Problem >> Look below for the line containing "[(252, 429), (242, 303), (143, 280), (37, 388), (214, 517)]" and the line containing "429), (871, 470)]]"; repeat exactly those two lines and all lines between them, and nothing else.

Dataset content >>
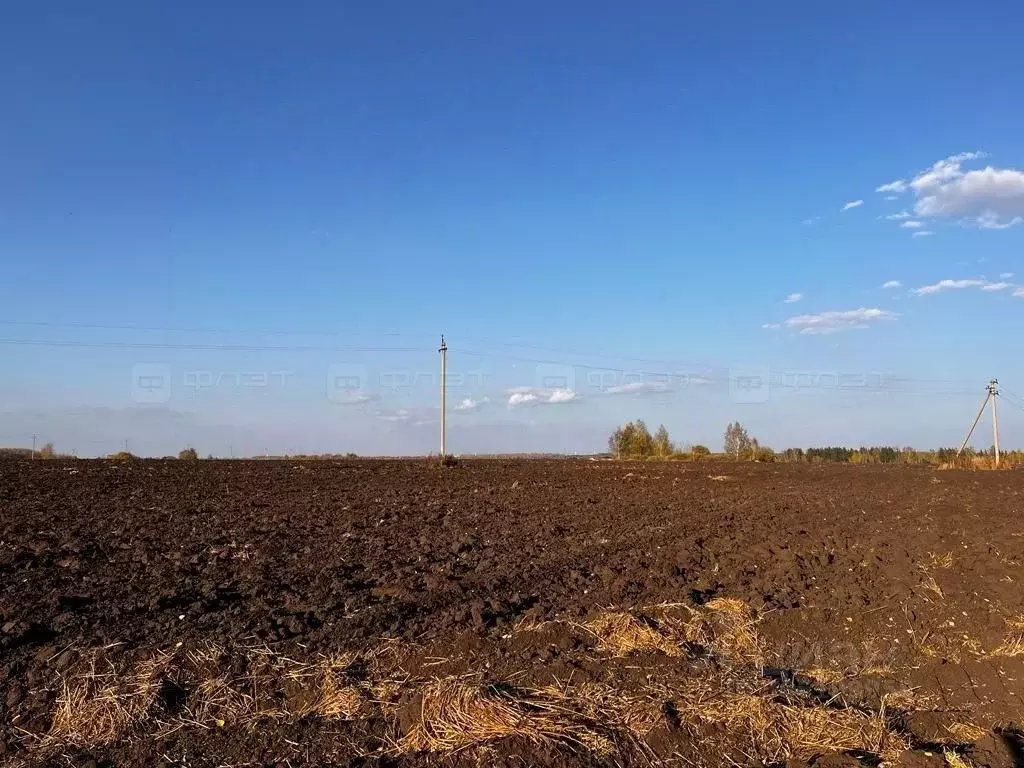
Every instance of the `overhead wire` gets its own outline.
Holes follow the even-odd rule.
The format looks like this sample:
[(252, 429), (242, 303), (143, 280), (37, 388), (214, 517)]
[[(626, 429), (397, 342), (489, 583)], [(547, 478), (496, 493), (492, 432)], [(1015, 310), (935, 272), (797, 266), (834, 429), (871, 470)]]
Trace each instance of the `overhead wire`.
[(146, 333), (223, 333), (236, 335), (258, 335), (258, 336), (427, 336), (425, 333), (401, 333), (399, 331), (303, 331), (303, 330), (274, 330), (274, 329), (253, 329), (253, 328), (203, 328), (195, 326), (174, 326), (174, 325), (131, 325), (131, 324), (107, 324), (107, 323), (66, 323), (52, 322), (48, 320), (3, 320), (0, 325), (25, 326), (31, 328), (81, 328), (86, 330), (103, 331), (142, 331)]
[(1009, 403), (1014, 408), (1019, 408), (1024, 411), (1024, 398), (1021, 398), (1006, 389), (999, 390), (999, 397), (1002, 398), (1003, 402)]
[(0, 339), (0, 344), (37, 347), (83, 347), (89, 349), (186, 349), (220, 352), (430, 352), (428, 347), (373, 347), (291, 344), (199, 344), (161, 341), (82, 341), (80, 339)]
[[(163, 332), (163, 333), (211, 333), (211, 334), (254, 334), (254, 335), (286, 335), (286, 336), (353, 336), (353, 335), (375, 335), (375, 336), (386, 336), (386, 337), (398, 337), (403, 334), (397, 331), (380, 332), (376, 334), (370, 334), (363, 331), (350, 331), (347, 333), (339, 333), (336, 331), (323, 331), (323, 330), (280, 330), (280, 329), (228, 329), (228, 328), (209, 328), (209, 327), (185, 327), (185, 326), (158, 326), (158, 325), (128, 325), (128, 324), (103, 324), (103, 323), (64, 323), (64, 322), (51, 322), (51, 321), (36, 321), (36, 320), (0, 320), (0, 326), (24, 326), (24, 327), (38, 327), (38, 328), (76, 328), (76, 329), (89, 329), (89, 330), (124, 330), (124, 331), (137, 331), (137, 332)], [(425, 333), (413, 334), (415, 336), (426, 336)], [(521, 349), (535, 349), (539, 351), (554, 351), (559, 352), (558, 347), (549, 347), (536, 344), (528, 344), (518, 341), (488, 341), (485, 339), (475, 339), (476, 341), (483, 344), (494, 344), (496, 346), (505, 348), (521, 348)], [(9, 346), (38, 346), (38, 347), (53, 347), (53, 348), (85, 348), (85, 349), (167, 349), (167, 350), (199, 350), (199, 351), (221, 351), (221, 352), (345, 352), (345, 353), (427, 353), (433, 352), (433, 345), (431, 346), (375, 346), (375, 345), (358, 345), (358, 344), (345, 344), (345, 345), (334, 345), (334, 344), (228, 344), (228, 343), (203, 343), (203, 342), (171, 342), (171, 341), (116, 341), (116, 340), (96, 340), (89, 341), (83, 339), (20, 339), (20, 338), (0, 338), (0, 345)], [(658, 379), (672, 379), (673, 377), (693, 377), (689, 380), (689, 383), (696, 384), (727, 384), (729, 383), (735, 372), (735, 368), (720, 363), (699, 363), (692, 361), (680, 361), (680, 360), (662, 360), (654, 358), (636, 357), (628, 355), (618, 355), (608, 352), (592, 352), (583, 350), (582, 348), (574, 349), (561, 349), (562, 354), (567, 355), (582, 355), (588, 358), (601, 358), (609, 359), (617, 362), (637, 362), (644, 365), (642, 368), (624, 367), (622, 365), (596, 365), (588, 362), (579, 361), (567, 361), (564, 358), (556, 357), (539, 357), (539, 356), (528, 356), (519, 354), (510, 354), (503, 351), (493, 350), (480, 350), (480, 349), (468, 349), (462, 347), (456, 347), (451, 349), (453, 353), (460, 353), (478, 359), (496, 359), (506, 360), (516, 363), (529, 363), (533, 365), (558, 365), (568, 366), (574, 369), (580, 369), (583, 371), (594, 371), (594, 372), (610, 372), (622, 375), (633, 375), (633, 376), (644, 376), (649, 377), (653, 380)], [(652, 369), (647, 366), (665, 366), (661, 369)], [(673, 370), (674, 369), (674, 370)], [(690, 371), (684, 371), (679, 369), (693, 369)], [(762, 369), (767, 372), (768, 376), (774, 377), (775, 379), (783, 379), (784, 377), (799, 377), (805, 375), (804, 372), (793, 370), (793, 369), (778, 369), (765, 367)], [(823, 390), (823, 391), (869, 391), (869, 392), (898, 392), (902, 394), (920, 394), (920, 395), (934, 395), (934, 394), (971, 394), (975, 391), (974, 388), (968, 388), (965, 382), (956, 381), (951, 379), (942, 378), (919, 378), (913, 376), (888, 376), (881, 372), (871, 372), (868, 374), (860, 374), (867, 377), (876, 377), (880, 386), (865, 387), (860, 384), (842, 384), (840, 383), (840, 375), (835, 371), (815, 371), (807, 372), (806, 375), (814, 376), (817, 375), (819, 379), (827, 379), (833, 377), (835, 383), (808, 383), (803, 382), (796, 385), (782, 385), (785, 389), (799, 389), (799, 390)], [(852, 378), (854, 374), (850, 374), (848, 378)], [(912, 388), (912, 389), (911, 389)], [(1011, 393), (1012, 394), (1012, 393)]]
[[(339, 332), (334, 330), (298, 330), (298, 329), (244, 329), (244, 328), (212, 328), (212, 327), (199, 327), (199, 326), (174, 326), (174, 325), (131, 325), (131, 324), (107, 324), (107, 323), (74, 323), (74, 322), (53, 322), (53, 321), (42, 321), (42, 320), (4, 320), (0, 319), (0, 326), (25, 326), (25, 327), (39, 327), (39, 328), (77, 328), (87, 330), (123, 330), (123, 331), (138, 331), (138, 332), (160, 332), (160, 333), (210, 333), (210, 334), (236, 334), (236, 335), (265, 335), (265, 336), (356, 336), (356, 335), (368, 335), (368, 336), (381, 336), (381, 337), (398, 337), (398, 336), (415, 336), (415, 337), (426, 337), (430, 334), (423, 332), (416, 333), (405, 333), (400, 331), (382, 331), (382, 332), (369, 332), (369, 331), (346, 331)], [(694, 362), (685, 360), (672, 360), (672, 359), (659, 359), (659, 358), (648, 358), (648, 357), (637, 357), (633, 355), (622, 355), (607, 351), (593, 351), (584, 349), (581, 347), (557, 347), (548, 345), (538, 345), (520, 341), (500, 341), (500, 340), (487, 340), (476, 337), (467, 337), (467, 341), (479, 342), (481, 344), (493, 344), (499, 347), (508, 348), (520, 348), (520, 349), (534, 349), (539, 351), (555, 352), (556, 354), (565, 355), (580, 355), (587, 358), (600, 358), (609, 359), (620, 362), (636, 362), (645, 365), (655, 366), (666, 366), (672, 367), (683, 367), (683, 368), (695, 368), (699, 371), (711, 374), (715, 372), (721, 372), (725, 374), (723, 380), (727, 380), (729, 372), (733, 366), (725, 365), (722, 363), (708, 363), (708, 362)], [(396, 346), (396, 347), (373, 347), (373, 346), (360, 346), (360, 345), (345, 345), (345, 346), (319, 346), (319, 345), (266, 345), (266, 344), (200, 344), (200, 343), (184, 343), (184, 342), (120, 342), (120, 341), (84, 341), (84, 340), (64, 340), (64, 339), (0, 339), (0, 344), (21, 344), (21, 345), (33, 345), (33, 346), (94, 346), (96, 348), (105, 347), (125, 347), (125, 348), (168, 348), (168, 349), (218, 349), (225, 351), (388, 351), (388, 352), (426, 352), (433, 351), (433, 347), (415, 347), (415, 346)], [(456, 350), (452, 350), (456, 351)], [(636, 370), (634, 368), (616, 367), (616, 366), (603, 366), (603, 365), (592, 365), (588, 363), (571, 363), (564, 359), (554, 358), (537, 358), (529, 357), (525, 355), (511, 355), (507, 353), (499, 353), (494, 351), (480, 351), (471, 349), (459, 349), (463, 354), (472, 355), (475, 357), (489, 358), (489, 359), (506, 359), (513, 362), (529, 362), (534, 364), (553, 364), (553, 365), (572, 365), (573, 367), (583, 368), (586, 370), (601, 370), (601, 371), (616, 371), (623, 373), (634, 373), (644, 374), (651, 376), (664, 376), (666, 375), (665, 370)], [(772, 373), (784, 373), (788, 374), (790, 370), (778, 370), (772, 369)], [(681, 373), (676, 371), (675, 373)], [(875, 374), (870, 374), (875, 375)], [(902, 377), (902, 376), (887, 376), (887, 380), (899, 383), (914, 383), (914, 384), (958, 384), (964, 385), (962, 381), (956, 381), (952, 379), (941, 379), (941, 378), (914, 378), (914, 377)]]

Response box >>
[(252, 429), (242, 303), (143, 280), (37, 388), (214, 517)]
[[(626, 429), (397, 342), (489, 583)], [(547, 478), (496, 493), (492, 432)], [(1015, 310), (935, 272), (797, 266), (834, 429), (871, 470)]]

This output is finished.